E alerta que não é preciso remontar a 2001 (Enron), 2003 (Parmalat) ou mesmo 2008, com a queda da Lehman Brothers, para que se perceba que a fragilidade de instituições compromete a criação de riqueza, um problema que nasce também dos modelos societários, da forma como as empresas estão organizadas.
“O efeito verdadeiramente devastador de alguns acontecimentos financeiros de que bem nos recordamos, infelizmente, ao longo das últimas duas décadas custou a confiança dos investidores a sua vontade de canalizar poupanças para o mercado. É importante abandonar a ideia de que vamos, a curto prazo, inverte esta tendência e recuperar essa confiança”, advertiu.

## [Registos em bruto]
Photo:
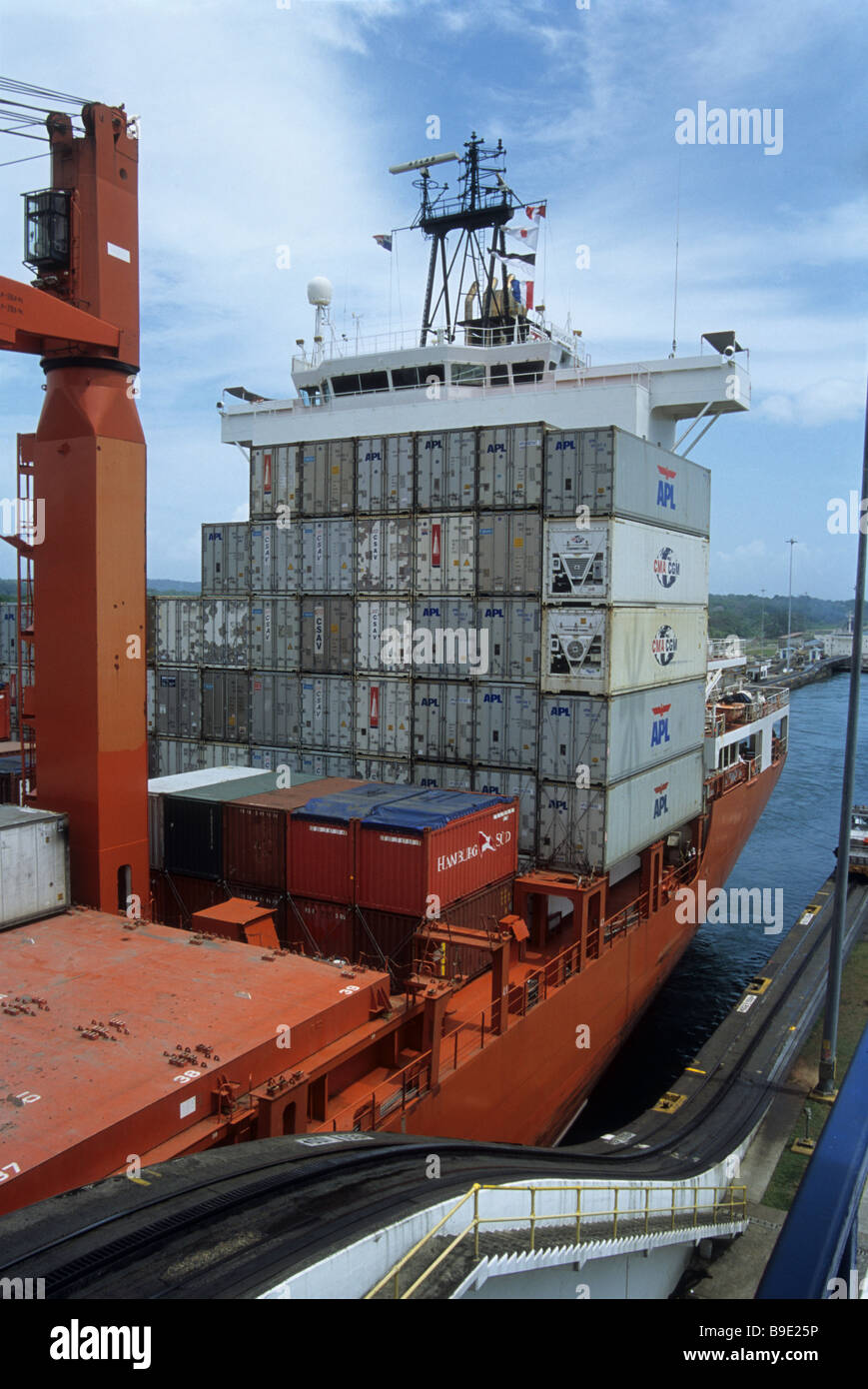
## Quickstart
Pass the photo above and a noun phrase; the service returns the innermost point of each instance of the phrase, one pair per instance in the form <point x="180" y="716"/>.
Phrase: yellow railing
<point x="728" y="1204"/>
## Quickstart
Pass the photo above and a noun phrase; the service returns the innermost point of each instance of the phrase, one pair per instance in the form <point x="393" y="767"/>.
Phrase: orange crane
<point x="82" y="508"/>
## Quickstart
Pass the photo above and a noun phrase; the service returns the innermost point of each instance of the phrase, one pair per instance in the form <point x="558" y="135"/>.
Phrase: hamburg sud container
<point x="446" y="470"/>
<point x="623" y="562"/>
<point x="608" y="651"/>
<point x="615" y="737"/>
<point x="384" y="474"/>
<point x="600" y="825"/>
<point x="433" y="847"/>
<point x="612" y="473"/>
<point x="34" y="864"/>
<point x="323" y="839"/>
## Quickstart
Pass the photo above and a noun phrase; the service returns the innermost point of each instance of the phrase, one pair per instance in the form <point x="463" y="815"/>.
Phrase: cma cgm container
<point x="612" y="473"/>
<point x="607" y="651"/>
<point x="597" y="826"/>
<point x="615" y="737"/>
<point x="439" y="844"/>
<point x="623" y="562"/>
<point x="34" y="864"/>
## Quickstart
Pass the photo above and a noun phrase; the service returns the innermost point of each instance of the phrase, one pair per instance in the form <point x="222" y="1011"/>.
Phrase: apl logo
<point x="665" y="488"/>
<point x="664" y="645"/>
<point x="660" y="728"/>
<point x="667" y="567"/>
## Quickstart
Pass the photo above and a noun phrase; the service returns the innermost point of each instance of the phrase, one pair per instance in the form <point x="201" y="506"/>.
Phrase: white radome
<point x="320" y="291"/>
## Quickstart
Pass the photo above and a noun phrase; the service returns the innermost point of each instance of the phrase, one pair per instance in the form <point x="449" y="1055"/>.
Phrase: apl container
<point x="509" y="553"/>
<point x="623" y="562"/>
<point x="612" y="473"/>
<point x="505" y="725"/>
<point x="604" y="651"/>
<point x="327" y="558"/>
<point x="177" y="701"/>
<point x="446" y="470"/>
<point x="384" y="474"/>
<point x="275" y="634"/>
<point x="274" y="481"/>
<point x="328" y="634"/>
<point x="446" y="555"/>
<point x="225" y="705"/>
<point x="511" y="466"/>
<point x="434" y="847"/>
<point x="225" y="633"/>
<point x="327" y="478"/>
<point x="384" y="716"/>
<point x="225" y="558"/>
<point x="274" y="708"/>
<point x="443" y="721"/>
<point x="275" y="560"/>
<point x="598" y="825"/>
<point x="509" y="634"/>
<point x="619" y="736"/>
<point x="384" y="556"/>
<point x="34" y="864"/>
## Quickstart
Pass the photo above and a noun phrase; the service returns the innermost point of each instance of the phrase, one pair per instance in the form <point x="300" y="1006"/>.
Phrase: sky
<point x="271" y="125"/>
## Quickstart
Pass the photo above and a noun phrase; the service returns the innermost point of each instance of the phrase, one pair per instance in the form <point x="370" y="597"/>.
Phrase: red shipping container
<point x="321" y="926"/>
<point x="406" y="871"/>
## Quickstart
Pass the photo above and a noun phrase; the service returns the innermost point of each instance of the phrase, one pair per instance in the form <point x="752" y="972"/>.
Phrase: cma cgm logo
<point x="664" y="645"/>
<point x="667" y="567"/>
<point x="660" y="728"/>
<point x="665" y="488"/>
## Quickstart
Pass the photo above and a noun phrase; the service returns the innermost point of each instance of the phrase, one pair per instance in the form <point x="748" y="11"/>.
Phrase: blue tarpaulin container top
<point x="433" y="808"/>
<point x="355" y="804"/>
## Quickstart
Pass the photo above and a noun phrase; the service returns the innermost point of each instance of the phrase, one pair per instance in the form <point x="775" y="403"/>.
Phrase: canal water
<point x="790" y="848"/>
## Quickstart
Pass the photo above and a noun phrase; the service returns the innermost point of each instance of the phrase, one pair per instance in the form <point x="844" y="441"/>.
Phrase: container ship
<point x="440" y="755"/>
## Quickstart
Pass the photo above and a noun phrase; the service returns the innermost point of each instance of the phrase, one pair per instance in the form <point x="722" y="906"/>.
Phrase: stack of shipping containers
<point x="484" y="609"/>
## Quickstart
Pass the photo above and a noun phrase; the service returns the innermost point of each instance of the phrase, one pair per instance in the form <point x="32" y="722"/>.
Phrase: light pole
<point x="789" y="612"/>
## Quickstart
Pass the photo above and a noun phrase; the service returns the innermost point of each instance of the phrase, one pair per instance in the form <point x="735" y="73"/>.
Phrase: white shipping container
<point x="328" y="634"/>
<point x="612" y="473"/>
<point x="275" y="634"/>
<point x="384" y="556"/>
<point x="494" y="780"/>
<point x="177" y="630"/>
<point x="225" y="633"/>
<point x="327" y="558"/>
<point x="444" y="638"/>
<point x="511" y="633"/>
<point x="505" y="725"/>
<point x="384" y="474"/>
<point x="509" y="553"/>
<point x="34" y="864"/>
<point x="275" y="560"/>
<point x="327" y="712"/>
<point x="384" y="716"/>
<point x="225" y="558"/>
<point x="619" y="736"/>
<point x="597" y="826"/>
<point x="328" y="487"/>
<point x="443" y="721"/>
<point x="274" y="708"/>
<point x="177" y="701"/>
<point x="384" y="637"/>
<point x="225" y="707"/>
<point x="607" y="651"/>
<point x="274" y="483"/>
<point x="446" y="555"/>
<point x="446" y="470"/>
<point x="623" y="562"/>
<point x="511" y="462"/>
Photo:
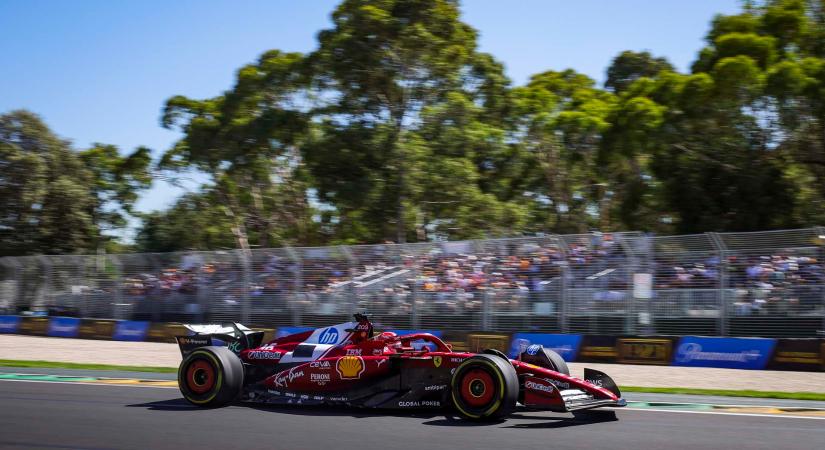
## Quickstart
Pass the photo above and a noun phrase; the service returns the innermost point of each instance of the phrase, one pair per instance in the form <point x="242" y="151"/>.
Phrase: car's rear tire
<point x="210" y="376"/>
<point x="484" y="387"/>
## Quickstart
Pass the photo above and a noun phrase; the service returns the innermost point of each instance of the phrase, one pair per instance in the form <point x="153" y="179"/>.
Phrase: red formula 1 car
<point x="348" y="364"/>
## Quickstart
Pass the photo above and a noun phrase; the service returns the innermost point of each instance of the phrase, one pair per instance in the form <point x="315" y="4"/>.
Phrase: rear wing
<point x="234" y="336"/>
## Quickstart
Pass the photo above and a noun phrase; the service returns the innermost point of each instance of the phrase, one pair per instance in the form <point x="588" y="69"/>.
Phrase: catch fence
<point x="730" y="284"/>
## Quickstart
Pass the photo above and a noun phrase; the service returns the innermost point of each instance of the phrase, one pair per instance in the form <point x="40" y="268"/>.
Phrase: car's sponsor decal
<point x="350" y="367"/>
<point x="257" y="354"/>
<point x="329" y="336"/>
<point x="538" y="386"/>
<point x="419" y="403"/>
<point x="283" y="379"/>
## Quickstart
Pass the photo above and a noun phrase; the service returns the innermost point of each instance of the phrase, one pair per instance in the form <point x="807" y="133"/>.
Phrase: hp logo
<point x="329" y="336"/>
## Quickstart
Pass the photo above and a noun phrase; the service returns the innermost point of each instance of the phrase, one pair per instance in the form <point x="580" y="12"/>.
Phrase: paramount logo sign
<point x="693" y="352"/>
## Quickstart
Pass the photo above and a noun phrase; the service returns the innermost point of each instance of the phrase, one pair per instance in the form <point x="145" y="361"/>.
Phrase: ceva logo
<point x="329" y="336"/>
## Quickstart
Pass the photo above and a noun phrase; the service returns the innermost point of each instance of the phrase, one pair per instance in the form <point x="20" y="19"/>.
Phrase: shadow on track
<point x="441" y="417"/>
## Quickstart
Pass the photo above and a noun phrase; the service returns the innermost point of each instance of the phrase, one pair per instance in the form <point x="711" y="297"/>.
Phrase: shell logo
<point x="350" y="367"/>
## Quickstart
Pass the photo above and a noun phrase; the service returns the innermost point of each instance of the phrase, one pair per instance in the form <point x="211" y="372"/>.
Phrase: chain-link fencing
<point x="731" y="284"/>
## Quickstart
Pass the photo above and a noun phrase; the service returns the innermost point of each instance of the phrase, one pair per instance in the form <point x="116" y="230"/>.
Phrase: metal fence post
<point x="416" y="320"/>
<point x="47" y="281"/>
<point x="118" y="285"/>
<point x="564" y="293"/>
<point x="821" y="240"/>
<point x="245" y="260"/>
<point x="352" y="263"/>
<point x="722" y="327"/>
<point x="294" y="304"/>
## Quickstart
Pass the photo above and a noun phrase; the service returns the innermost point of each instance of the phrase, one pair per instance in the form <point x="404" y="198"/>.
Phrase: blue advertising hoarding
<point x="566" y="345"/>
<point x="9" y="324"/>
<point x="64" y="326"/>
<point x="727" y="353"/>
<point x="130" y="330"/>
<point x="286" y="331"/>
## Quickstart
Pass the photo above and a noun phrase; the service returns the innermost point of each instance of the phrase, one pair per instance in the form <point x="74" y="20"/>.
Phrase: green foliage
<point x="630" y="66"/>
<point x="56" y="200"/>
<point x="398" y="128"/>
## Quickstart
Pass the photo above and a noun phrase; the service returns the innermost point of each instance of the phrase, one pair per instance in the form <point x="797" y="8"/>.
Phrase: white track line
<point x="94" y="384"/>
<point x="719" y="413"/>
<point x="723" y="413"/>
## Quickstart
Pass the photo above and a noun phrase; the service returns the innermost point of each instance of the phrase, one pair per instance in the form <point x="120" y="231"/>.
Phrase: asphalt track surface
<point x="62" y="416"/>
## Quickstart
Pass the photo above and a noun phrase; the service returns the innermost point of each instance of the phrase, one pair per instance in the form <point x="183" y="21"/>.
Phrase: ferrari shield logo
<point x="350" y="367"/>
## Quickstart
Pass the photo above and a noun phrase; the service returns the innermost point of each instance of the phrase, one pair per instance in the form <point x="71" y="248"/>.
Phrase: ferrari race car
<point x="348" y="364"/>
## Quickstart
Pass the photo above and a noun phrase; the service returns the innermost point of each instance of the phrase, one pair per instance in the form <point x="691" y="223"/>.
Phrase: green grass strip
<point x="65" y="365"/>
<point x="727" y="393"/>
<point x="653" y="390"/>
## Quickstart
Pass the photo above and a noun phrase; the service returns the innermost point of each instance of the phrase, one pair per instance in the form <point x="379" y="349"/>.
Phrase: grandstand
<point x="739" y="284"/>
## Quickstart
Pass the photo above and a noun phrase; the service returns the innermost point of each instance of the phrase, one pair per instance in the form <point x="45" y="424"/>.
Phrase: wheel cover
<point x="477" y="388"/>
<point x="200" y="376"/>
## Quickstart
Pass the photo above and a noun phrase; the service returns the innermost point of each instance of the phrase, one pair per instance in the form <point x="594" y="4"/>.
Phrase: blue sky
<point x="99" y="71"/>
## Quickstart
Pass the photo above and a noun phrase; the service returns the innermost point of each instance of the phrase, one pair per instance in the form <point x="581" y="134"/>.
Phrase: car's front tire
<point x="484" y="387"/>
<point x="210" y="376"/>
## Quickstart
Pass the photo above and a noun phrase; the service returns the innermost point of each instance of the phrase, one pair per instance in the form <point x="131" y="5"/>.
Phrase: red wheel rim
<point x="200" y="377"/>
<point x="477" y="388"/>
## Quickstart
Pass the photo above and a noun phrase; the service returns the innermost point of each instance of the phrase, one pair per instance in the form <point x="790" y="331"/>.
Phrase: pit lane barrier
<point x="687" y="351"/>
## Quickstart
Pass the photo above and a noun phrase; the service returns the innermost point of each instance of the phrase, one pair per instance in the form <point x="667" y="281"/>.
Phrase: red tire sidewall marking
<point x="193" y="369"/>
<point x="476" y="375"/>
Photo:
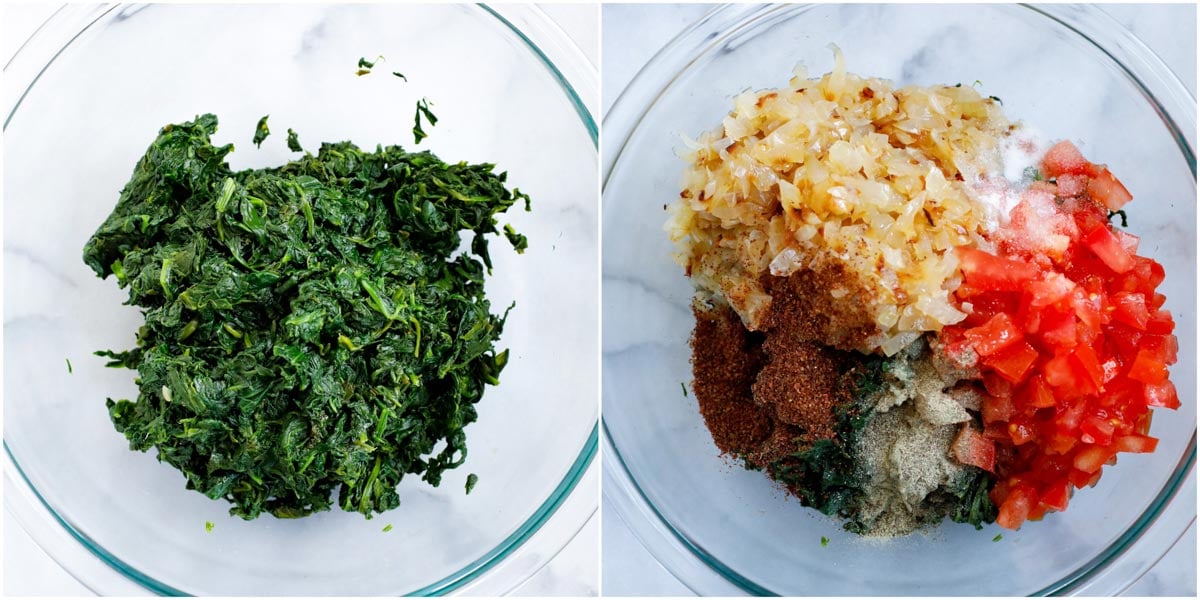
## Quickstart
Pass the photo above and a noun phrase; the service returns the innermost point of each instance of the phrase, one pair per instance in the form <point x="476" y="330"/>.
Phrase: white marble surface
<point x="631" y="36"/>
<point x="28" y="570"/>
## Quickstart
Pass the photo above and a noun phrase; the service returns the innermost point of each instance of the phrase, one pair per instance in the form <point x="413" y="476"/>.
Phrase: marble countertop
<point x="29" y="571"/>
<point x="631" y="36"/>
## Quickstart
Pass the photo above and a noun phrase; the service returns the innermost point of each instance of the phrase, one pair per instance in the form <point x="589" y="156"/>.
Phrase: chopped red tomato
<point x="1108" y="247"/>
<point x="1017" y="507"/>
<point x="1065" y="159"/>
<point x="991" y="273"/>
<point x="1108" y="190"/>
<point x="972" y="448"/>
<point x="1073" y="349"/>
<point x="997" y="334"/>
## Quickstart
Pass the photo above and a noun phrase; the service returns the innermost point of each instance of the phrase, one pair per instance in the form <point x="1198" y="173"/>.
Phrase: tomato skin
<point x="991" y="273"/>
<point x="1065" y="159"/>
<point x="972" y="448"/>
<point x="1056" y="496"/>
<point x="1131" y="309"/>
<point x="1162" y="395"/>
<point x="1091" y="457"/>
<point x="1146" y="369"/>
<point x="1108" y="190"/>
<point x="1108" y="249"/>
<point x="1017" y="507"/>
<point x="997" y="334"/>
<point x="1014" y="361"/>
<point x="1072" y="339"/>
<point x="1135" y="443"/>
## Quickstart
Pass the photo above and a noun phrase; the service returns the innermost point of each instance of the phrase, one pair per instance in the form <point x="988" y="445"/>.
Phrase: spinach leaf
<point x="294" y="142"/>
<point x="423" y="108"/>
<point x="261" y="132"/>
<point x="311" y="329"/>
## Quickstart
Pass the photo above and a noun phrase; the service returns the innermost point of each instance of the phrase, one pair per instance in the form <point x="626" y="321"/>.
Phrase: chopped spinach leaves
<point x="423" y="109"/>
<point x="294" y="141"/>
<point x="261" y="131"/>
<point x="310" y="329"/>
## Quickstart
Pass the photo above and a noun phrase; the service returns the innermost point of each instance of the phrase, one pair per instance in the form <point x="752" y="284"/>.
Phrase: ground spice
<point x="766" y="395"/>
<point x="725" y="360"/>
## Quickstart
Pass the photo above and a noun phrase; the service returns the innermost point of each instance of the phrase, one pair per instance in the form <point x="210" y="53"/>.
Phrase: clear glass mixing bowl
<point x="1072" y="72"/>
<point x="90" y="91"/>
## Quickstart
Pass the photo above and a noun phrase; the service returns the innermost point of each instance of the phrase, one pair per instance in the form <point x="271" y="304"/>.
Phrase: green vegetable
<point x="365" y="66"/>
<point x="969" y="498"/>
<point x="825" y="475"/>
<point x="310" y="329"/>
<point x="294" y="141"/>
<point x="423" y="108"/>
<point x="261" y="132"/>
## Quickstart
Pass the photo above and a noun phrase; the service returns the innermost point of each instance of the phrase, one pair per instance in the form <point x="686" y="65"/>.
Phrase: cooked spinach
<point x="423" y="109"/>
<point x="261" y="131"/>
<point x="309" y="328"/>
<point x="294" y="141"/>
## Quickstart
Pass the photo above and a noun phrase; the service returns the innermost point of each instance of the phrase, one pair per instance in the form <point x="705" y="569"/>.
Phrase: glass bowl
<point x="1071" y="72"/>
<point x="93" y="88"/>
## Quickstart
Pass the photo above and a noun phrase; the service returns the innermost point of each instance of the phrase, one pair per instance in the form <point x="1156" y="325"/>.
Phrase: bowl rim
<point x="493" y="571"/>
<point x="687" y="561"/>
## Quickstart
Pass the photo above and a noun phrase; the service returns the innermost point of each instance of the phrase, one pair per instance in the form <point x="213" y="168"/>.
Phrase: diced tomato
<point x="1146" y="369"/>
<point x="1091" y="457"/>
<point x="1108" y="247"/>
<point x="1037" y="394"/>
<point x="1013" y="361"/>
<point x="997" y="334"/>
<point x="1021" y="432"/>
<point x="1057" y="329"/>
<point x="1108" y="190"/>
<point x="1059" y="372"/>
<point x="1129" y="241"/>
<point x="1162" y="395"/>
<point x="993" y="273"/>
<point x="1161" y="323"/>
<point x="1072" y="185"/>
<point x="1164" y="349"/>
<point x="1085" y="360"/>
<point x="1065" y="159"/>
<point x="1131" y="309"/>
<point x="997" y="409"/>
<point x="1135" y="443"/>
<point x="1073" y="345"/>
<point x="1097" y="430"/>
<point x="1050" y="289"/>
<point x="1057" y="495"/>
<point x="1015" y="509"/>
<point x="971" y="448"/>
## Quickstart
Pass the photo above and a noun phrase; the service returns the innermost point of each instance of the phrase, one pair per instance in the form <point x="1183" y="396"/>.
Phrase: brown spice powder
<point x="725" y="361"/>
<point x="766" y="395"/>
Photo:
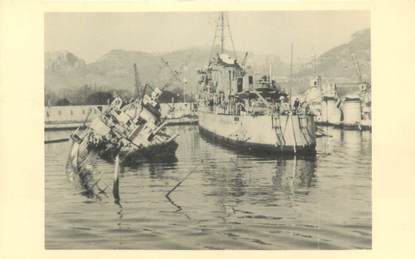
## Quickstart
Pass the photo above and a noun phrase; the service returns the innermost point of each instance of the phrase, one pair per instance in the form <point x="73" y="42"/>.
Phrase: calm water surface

## [Objetivo do exercício]
Prossiga o texto sobre a perda de confiança dos investidores a partir do ponto em que termina. Não é preciso consultar os registos.

## [Resposta da tarefa]
Gabriela Figueiredo Dias explicou que a perda de confiança dos investidores não é apenas motivada pelas perdas financeiras mas também condutas de mercado inadequadas, oriundas de falta de cultura corporativa, ausência de gestão de risco ou até fraude. Para que a sobrevivência do mercado não fique posta em casa, com essa descrença de quem tem o capital, a solução passa por continuar a investir na promoção da conduta e profissionalismo dos agentes de mercado, ética empresarial, boas práticas, na sua opinião.
É por isso que Paulo Freire de Oliveira, CEO do BPI Gestão de Ativos, considera que o debate em tornos dos modelos de governance já não se prende sobre “como o queijo é dividido entre os stakeholders” mas “como aumentar o valor do queijo”. “Hoje mais do que nunca, o diálogo entre gestão e acionistas é prioritário”, completou Pedro Rebelo de Sousa, fundador e managing partner da SRS Advogados. Já António Gomes Mota, presidente do IPCG alertou para a necessidade de ter em conta planos de sucessão e os pagamentos de executivos.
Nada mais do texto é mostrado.